-- Start of Records supplied --
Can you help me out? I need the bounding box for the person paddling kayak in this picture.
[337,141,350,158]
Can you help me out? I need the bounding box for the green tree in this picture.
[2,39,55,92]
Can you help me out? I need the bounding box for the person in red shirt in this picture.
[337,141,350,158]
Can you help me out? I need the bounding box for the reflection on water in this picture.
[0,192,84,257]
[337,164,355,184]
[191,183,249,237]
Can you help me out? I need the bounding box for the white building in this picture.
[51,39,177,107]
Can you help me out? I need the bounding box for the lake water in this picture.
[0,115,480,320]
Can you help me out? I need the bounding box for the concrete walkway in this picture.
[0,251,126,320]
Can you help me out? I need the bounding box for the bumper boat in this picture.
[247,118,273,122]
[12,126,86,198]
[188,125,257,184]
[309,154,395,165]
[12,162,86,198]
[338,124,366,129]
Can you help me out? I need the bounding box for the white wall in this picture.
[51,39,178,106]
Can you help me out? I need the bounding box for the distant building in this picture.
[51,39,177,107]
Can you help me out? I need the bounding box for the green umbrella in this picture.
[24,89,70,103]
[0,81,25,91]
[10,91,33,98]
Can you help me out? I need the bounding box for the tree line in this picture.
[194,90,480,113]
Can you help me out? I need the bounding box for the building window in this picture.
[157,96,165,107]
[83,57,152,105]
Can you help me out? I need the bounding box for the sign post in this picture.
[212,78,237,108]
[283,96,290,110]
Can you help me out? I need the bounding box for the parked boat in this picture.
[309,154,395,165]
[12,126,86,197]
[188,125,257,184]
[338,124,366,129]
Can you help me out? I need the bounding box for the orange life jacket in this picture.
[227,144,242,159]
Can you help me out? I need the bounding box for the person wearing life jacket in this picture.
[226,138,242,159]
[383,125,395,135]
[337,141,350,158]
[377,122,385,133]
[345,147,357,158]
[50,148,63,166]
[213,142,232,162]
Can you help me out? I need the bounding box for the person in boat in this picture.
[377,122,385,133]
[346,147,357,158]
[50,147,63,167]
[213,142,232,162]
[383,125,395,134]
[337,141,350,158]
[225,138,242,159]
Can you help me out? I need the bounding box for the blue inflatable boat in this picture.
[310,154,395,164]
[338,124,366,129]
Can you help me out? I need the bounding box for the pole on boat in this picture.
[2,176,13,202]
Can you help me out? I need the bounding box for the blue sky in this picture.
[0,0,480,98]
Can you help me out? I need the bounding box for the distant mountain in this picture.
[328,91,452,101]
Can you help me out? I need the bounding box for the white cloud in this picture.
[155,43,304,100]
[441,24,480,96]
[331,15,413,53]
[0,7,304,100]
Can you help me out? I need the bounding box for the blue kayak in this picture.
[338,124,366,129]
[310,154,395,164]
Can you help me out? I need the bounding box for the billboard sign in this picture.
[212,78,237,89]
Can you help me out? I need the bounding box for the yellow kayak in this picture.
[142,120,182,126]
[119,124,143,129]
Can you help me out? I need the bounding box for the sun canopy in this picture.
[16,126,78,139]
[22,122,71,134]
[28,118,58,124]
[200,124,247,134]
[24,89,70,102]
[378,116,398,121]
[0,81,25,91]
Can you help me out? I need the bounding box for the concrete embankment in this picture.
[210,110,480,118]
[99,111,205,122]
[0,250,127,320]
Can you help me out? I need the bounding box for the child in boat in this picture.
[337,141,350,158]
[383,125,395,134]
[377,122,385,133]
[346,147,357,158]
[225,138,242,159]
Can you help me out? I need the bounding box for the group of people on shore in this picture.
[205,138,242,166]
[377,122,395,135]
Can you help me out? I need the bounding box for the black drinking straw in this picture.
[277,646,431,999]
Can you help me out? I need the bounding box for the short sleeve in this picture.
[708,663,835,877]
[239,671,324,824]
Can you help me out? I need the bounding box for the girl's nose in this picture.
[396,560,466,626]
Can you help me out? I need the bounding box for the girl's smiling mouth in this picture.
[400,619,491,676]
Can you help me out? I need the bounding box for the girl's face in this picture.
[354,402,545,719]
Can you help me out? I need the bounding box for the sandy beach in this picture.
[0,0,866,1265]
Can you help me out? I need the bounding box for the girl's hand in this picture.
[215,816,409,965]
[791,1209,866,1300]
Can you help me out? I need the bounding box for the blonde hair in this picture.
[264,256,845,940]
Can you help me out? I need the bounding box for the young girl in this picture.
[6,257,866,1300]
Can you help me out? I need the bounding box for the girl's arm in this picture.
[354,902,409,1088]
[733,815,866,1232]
-- End of Records supplied --
• [Exercise goal]
Can you print all of the items above again, word for word?

• [Exercise answer]
Can you help me out? I need the bounding box for the person paddling kayak in this picture.
[337,141,350,158]
Can you help me out? I need the bounding box for the green tree in this picture.
[2,39,55,92]
Can you help me out? I need the bounding box for the person in red shirt in this picture.
[337,141,350,158]
Can you help me out? I need the bounding box for the reflection on water in this picture.
[0,192,84,257]
[337,164,355,184]
[191,183,249,237]
Can you help me out? I need the bounding box for the white building in this picture.
[51,39,177,107]
Can you help me out? I need the bounding box for the lake water in this picture.
[0,115,480,320]
Can you help me out? I need the bounding box for the concrete walkway in this picture.
[0,251,126,320]
Can you help me out? I need the bounding box for the bumper boat in this picture.
[247,118,273,122]
[12,126,86,198]
[188,125,257,184]
[309,154,395,165]
[12,162,86,198]
[338,124,366,129]
Can you help me out? I need the bounding box for the white wall in this picture.
[51,39,178,106]
Can you help me out? I need the bounding box for the distant building in this picture.
[51,39,177,107]
Can you help me out? I need the bounding box for the green umbrella in this picture.
[24,89,70,103]
[0,81,25,91]
[10,91,33,98]
Can you help me out? I need the bounding box for the tree line in this picture.
[194,90,480,113]
Can you help me out? I need the bounding box for the building window in this picture.
[157,96,165,107]
[83,57,152,105]
Can you help me out? I need the bounding box for the sign post in this picture.
[212,78,237,108]
[283,96,290,110]
Can you help me out? I need the bounding box for the parked boat in this picture.
[309,154,395,165]
[12,126,86,197]
[188,125,257,184]
[338,124,366,129]
Can you help me out? I need the bounding box for the orange life jacket in this picture.
[227,144,242,159]
Can you help me out? I need the bounding box for the person wearing life jacket in this picture.
[226,138,242,159]
[383,125,395,135]
[337,141,350,158]
[377,122,385,133]
[345,147,357,158]
[50,148,63,166]
[213,142,232,162]
Can you help me out? I need the bounding box for the person in boat in this picture.
[377,122,385,133]
[346,147,357,158]
[50,147,63,167]
[213,142,232,162]
[383,125,395,134]
[337,141,350,158]
[225,138,242,159]
Can you help me out? I need the bounding box for the blue inflatable boat in this picture.
[310,154,395,164]
[338,124,366,129]
Can you help me out? I need the bounding box for the pole on boat in this picture.
[2,176,13,202]
Can you help me out? I need the bounding box for the blue sky in this picture.
[0,0,480,98]
Can you help me out? I need the bounding box for the distant mountain in this picture.
[328,91,452,101]
Can you help me out? I need the bounding box for the white cloud in this picture.
[155,43,304,100]
[441,24,480,96]
[331,15,413,53]
[0,7,304,100]
Can you help me out? I need the bounding box for the blue kayak in this picture.
[338,124,366,129]
[310,154,395,164]
Can you help me out? I need the bounding box for the billboard sign in this picture.
[212,78,237,89]
Can you help me out? I need the bounding box for the yellow kayak in this picture.
[142,120,182,126]
[119,124,143,129]
Can you help me out? I need the bounding box for the sun canopy in this picture.
[16,126,78,139]
[22,122,71,134]
[28,118,58,124]
[200,124,247,134]
[24,89,70,102]
[378,116,398,121]
[0,81,25,91]
Can you help me out? I need the bounding box for the concrete embankment in this picture.
[210,110,480,118]
[99,111,205,122]
[0,250,127,320]
Can you help me out? I need the bounding box for the child in boat in this picture.
[337,141,350,158]
[383,125,395,134]
[377,122,385,133]
[346,147,357,158]
[225,138,242,159]
Can you help me out? I need the bounding box for the group of people on shore in this picture.
[205,138,242,166]
[377,122,395,135]
Can you help me out? I need the bounding box for the black drinking straw in this picture.
[277,646,431,999]
Can you help me out? I need the bounding box for the short sleeve in this picture.
[708,663,835,877]
[239,671,324,824]
Can you help me out? I need the bounding box for the girl's nose in this picture.
[396,560,466,626]
Can you help me out? I need the bounding box for the girl's smiling mouth in this picture.
[400,619,491,676]
Can you help me out? I need the bounding box for the girl's face in this picture.
[354,402,545,719]
Can you help me out? I need the bounding box for the sandy beach in this picture.
[0,0,866,1265]
Can you help me out? I need the bounding box for the girl's hand in this picture.
[215,816,409,965]
[791,1209,866,1300]
Can you help me out? I need the bounding box for the blonde hair in this picture.
[264,256,845,940]
Can you help me out? I need the bounding box for the young girl in this picture.
[6,257,866,1300]
Can you help me out? I need the bounding box for the girl's arm in this picture.
[354,902,409,1088]
[733,815,866,1232]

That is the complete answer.